# EXERCISE BRIEF
Please answer these questions from the SMME study excerpt below:
1. How many of the 123 respondents met the delineation criteria for the second round of screening?
2. What percentage of respondents described their SMME as a sole trader?
3. What percentage of respondents used the COSO internal control integrated framework?

*** EXTRACTED TEXT ***

From the 123 respondents, only 99 (80.49%) adhered to the delineation criteria for the second round of ‘screening’. Apart from receiving ethical clearance from the Cape Peninsula University of Technology to conduct this research study (2015FBREC251), it was also subject to relevant ethical considerations (Spies et al., 2020). For this research study, every respondent was safeguarded from physical harm, provided his/her informed consent prior to taking part in the research study, was guaranteed anonymity and assured of his/her right to privacy, was assured of the confidential treatment of information provided.

Voluntarily agreed to partake in the study, and was informed that he/she could withdraw from the study at any time without being discriminated against.

4. Results and Discussion

Respondents were first asked a variety of demographic questions. These questions pertained mostly to the delineation criteria. A summary of the results is shown in Table 1 below:

Table 1. Summary of responses pertaining to demographic questions

Question Result
How would you describe your SMME? Sole trader: 76.8%
Partnership: 7.1%
Close corporation: 12.1%
Private company: 4.0%
Is your SMME franchised? No: 100%
How many full-time employees does your SMME employ? Between 0 and 10: 85.8%
Between 11 and 50: 14.2%
How long has your business existed (in years)? Minimum: 2 years
Maximum: 60 years
Mean: 8.4 years
Median: 5 years
Mode: 5 years
Does your SMME operate in the FMCG industry? Yes: 100%
What is your position in your SMME? Owner: 31.3%
Manager: 37.4%
Owner-manager: 31.3%
How long have you been in this position? Minimum: 1 year
Maximum: 3 years
Mean: 2 years
Median: 2 years
Mode: 2 years
What is your highest qualification? Lower than Grade 12: 16.2%
Grade 12: 48.5%
Certificate: 14.1%
Diploma: 12.1%
Bachelor’s degree: 8.1%
Honours degree: 1.0%
Do you have decision-making power in your SMME? Yes: 100%

Source: Author’s own

From the statistics in Table 1, the inference can be made that the average respondent was a manager of a non-franchised South African FMCG SMME who had an average of 2 years of managerial experience while having completed Grade 12. In turn, the average non-franchised FMCG SMME that was owned and/or managed can be described as a micro, sole trader business that has been in existence for 8.4 years.

Next, respondents were asked about their internal control systems. Respondents were first informed what an internal control system is by sharing the following paragraph: “An internal control system is a progress that is implemented by management, be it formal or informal, to help prevent risks from realising, to help detect risks when they realise (loss events) and to correct loss events. It also helps a business achieve its operational objectives, compliance objective and reporting objectives”

Following this, respondents were asked whether their SMMEs, to the best of their knowledge, had an internal control system. After all respondents indicated “yes”; they were asked about the particular internal control framework they used to implement it. From the results:

- 37.9% of respondents used the COSO internal control integrated framework.

- 18% of respondents used the CoCo internal control framework.

- 9.7% use the COBIT framework.

*** RECORDED INFORMATION ***

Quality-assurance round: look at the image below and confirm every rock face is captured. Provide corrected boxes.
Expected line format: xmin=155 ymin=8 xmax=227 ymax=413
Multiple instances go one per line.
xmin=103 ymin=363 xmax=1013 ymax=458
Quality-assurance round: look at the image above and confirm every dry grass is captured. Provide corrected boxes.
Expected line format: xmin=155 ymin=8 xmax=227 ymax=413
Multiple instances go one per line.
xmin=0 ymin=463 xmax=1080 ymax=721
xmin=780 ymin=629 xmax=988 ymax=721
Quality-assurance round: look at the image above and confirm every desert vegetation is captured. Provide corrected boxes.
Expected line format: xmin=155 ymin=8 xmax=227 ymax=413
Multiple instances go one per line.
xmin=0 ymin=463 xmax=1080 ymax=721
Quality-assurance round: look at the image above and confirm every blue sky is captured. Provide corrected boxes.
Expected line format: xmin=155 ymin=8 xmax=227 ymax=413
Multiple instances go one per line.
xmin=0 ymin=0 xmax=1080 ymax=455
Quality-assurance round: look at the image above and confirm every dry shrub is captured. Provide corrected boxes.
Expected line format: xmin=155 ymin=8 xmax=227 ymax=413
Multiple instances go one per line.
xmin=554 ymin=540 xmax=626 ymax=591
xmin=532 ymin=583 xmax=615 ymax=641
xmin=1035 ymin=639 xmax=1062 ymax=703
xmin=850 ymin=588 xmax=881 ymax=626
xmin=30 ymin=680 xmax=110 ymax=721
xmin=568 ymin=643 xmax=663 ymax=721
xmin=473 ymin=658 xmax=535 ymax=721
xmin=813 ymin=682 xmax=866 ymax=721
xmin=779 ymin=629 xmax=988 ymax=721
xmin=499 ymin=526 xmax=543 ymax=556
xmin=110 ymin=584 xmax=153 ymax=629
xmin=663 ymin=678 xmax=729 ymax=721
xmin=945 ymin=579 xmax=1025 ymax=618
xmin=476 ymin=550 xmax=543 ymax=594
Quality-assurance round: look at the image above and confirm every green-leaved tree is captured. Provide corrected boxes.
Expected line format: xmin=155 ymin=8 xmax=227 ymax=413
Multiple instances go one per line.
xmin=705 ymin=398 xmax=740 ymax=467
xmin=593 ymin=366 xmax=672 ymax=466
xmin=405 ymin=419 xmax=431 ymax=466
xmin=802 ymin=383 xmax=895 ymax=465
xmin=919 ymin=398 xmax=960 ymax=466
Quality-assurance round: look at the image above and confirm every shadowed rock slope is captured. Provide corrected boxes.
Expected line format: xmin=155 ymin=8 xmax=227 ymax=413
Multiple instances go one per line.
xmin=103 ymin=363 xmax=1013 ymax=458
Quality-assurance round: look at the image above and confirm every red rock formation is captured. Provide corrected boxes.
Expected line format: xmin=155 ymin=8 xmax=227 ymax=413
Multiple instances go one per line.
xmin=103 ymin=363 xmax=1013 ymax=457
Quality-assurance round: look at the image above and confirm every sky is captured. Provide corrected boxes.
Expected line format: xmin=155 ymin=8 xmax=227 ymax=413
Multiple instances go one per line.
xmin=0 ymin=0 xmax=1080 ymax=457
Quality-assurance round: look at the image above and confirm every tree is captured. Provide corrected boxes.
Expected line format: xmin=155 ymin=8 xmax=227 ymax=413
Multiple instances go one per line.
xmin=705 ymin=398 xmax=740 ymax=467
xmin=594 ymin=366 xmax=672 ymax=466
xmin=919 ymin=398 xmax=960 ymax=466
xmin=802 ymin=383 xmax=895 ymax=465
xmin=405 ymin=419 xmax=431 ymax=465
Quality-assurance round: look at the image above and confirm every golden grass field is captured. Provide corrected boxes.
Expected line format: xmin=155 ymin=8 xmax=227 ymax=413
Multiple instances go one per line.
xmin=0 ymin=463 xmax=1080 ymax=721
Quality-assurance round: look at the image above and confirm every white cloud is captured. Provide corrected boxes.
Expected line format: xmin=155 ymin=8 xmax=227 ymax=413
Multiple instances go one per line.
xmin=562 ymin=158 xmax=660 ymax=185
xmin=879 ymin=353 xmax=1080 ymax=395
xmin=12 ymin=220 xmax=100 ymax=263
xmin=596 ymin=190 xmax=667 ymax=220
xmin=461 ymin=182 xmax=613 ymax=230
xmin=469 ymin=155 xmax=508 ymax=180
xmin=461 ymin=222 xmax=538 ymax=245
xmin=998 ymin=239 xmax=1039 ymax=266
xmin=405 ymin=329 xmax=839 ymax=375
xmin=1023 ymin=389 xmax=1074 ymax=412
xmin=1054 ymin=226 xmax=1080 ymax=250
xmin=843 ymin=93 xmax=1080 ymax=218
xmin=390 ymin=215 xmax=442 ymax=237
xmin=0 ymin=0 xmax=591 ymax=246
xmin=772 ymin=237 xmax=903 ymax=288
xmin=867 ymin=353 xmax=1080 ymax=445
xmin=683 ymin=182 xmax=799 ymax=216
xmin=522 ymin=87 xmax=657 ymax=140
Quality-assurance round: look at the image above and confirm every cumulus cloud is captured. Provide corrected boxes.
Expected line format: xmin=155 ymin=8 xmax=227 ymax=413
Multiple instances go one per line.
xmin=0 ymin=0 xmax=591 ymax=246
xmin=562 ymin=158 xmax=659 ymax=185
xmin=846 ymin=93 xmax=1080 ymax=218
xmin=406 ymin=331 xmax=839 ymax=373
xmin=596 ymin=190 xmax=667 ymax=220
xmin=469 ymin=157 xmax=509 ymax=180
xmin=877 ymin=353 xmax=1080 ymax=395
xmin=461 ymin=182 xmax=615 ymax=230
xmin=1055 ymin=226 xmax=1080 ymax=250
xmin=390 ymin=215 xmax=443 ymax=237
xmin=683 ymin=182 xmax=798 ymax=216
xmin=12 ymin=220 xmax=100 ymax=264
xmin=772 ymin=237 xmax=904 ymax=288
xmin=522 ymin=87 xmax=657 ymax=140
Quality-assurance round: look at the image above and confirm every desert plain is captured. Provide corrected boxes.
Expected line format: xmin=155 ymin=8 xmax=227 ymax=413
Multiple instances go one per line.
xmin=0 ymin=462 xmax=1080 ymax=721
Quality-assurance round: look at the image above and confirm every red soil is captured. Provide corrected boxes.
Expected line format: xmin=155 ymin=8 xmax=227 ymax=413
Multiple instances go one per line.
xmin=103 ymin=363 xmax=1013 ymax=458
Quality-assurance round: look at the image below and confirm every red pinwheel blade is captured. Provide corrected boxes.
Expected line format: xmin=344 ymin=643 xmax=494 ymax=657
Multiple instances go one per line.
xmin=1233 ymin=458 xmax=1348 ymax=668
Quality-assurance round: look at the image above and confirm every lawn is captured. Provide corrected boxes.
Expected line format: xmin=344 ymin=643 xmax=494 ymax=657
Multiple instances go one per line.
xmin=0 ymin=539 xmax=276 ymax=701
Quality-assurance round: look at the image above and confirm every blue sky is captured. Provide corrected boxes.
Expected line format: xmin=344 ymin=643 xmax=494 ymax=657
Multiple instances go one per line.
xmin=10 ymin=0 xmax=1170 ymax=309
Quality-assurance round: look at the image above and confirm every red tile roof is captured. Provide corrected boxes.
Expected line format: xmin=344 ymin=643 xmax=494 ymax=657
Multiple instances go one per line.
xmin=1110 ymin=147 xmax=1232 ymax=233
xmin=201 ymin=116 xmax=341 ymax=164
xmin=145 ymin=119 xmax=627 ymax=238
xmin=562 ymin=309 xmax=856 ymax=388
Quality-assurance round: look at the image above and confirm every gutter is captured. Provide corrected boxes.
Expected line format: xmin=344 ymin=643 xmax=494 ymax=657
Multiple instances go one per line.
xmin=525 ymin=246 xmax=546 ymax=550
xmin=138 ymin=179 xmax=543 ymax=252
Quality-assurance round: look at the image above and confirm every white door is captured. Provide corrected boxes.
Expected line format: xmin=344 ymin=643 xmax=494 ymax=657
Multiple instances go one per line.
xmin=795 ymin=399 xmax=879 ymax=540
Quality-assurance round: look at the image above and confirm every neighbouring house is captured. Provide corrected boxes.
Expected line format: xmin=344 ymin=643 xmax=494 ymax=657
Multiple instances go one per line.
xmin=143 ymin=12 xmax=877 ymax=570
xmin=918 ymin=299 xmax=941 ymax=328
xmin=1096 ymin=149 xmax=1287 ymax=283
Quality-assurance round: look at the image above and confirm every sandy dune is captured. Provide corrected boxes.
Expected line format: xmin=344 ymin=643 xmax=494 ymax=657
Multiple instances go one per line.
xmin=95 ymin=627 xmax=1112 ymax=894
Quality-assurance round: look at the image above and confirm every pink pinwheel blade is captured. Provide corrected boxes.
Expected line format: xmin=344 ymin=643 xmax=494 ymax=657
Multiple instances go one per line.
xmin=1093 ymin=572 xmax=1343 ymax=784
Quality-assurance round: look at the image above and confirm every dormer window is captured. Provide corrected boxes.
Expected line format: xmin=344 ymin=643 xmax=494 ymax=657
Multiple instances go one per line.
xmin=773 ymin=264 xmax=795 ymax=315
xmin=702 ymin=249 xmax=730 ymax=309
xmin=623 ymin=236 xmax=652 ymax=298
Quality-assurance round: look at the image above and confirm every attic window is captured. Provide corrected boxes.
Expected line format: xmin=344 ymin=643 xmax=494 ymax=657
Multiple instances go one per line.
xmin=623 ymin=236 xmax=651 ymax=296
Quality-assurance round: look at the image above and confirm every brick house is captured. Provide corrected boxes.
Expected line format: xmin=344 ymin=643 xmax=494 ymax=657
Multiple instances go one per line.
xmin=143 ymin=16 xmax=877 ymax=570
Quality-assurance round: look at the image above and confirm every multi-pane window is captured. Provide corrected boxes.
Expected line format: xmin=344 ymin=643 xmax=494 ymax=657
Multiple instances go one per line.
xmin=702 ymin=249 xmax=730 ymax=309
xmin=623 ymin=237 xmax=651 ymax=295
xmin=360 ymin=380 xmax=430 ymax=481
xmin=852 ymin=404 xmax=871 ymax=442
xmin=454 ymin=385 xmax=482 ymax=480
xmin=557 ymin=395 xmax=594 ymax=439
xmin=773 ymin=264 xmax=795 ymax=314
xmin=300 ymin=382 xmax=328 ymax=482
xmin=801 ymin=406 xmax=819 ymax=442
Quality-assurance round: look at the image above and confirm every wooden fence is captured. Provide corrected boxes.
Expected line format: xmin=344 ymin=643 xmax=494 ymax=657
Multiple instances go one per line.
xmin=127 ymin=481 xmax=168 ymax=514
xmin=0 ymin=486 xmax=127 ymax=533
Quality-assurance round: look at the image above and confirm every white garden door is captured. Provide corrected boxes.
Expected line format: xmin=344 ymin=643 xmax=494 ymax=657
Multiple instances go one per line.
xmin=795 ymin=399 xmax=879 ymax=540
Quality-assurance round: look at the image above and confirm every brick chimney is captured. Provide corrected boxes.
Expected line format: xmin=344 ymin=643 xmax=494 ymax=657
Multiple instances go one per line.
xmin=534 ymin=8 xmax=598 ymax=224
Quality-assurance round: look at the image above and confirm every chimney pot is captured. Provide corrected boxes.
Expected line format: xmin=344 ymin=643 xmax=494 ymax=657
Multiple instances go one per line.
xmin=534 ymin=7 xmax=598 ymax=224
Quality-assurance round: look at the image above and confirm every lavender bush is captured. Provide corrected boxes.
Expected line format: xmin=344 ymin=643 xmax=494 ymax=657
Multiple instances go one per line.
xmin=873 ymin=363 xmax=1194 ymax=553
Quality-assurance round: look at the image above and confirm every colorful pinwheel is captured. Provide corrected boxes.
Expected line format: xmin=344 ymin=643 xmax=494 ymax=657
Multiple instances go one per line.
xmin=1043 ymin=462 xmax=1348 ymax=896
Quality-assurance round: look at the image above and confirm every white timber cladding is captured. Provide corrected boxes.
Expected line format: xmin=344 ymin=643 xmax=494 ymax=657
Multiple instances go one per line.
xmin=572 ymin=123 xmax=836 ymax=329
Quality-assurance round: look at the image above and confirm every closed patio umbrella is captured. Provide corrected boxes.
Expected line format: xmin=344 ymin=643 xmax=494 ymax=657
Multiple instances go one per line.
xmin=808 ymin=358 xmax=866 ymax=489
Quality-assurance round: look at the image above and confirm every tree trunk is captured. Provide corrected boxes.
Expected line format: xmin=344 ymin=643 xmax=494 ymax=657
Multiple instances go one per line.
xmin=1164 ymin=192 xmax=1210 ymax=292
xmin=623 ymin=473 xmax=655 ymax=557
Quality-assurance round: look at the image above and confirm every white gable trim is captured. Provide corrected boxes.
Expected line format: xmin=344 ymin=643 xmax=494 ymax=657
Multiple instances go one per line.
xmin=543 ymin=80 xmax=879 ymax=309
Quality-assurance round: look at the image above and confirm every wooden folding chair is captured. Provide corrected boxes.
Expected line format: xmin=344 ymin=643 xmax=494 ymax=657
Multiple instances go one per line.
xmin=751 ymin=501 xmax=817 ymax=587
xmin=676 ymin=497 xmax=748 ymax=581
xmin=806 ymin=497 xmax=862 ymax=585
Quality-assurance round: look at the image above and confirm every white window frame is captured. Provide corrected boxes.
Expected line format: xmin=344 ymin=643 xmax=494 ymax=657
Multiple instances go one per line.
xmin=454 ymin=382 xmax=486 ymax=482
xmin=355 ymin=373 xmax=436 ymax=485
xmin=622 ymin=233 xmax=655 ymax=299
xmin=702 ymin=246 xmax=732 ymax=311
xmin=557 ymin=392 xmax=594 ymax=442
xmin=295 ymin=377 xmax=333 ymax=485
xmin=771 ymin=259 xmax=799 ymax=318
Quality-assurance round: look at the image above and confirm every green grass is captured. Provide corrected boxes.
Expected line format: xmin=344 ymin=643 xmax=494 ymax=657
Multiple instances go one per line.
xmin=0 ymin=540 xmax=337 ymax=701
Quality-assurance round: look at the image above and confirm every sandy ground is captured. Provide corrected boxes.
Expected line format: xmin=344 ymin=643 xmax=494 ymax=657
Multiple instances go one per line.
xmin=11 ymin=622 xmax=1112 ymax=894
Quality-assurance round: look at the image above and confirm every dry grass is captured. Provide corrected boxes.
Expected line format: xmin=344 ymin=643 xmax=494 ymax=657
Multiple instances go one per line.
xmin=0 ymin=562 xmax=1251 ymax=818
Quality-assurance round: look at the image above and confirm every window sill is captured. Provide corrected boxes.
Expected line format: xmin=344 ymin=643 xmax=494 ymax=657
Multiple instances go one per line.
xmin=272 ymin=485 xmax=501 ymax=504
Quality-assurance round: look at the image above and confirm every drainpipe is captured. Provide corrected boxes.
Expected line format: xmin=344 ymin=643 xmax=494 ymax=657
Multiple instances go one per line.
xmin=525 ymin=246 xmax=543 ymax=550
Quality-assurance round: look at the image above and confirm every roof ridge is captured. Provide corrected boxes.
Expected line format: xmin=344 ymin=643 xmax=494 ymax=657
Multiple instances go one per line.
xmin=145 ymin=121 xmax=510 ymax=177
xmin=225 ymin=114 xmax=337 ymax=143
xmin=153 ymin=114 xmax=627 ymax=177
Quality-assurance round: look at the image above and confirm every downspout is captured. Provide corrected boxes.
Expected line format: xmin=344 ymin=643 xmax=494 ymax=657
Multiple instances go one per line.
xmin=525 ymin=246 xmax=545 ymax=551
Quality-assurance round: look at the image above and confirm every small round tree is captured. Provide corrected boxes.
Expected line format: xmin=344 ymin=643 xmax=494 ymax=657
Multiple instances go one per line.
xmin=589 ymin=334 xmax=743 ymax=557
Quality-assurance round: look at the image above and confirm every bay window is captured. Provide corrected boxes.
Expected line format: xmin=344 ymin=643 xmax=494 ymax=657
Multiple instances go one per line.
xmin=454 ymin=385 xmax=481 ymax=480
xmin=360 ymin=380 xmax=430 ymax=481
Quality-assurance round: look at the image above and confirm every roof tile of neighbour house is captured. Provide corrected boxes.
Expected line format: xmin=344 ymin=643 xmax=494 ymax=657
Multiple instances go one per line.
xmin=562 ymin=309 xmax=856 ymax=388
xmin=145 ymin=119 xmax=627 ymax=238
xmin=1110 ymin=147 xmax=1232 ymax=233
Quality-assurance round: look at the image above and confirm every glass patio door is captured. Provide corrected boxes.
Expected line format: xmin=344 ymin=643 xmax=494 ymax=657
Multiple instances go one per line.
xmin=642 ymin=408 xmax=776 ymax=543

***

# WRITTEN SOLUTION
1. 99 (80.49%)
2. 76.8%
3. 37.9%